*** Material shown ***
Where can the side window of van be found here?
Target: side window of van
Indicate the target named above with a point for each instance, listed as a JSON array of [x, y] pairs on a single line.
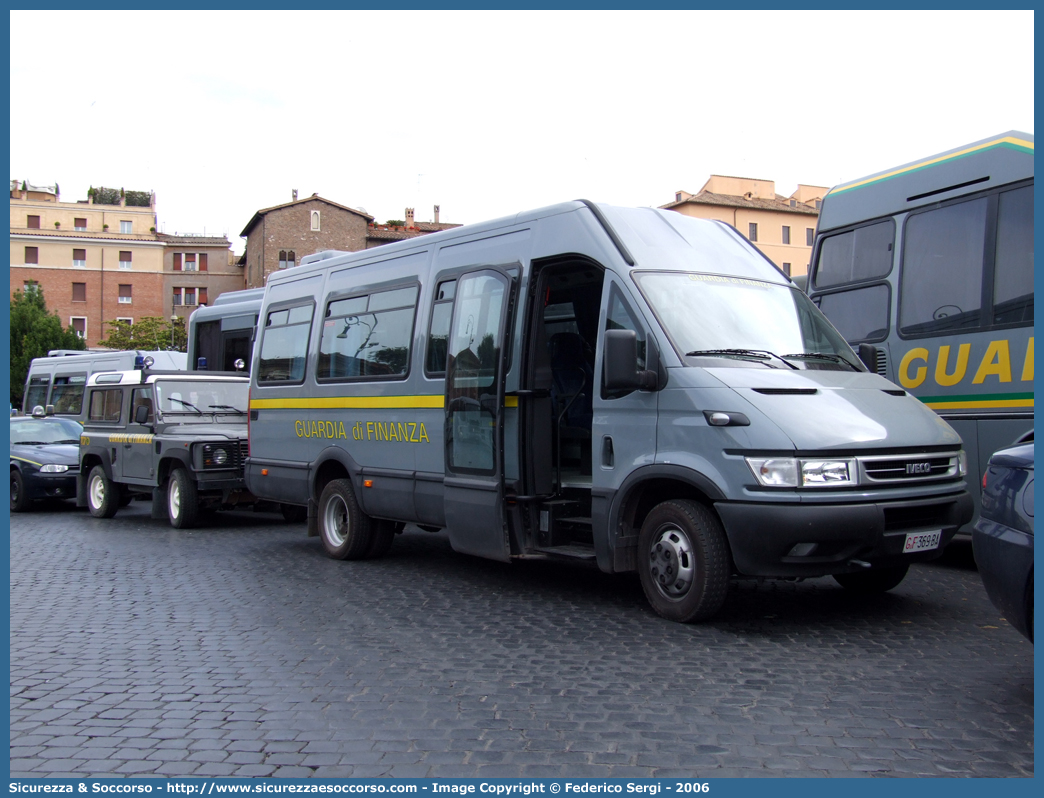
[[368, 336], [36, 395], [439, 329], [67, 395], [284, 345], [105, 405]]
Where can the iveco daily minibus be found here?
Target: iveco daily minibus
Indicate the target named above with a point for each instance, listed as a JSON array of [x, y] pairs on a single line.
[[629, 386]]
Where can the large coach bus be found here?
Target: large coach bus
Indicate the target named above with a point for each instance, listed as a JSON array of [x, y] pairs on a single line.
[[930, 266], [627, 388]]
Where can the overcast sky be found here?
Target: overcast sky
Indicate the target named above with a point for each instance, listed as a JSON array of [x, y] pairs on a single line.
[[487, 114]]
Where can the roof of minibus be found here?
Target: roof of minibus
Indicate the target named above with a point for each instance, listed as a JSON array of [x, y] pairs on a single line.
[[655, 239], [996, 161]]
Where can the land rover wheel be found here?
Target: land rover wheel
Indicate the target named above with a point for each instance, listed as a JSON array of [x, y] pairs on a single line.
[[183, 499], [872, 581], [345, 529], [102, 495], [683, 561]]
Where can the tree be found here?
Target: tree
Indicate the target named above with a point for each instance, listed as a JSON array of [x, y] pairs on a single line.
[[33, 333], [148, 332]]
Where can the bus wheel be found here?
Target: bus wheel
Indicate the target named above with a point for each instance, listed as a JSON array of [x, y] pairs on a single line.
[[683, 561], [102, 496], [345, 529], [873, 581], [183, 499]]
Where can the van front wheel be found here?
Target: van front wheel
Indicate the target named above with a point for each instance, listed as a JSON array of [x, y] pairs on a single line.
[[683, 561], [345, 529]]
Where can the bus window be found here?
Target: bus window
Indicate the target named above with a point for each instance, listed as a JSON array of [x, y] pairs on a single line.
[[942, 279], [1013, 287], [857, 255], [861, 314]]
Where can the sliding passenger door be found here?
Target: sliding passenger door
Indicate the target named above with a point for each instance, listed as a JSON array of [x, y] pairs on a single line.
[[474, 492]]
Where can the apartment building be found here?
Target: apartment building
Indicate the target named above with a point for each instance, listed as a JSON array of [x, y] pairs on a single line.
[[782, 227]]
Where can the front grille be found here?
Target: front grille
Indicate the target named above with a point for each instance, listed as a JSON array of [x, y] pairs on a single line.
[[908, 468]]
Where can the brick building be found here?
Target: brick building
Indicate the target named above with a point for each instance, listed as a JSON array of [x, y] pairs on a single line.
[[280, 236], [782, 227], [100, 259]]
***
(Assignment) The entries must be written out again unchanged. Images are to be left out.

(Solved exercise)
Where can the side window of van be found here?
Target: side window of van
Indicate the target named above with a point for each instance, listed as a JSON array of [x, y] pairs on a single line.
[[368, 336], [36, 395], [439, 329], [67, 395], [284, 345], [105, 405]]
Where can the iveco daily minibus be found here?
Target: iveco daily minibus
Indicate the target named above with a point for each instance, listed as a JSON array of [x, y] pairs on a single line.
[[629, 386]]
Where can the large coach bus be found here?
Target: large coach bus
Indicate the target named above with a point for each instance, listed as a JSON array of [x, y] pairs on a single line.
[[930, 266], [627, 388]]
Where can the overcast sky be found here?
Target: overcast sky
Indicate the target named above with a point for each instance, listed as a JSON array of [x, y] pairs on a single line.
[[487, 114]]
Where can the roof of minibus be found here?
Target: roof of minibus
Indicate the target named above with a point for each instance, listed as a JSON array of [x, y] pairs on a single line.
[[655, 239], [996, 161]]
Where can the land rover wheel be found here?
Target: land rover wheel
Indicate the target named above with a point for each instance, listed as a JSON array of [x, y] pairs on a single line.
[[183, 499], [872, 581], [345, 529], [102, 495], [683, 561]]
Where can the tree be found here?
Target: tree
Indicate the target named above with a point for each instance, listed as a JSON array of [x, y] pairs on a single line.
[[33, 333], [148, 332]]
Where can the bus wheel be found here?
Target: bus wheel
Indicate the target named above with a point for each instance, listed as a JSON array of [x, y] pairs on a single line.
[[683, 561], [102, 496], [345, 529], [873, 581], [183, 499]]
Where can the van front wheel be found here?
Target: van front wheel
Indicate the target named above with a point for each instance, listed as a JSON array of [x, y] pairs on a single line.
[[683, 561], [345, 529]]
Where can the bus window be found here?
Target: bus window
Indicate the target named above with a point for each instance, listed as a JSON array of [x, y] pairs on a single line.
[[942, 279], [1013, 287], [857, 255], [861, 314]]
Where can the sliding passenger door be found here?
Target: sliding passenger door
Indicate the target named above with a point for each instance, listed as a JSON array of [x, y] pairs on a single line.
[[474, 492]]
Where can the apartment building be found here?
Target: apartment building
Indicate the target named above with a point for each instance, listed as a JSON array of [x, y] pairs on a single line.
[[782, 227]]
Where can the front grille be found here?
Target: front grille
Indicate the target named above with a point for each instance, listed as a JSON array of [x, y] pairs on a single line.
[[908, 468]]
Where can the brick building be found here?
Target: brick building
Indicate the target named above with a point for each instance, listed as a JSON array of [x, y] pairs on a single line.
[[280, 236], [782, 227], [100, 259]]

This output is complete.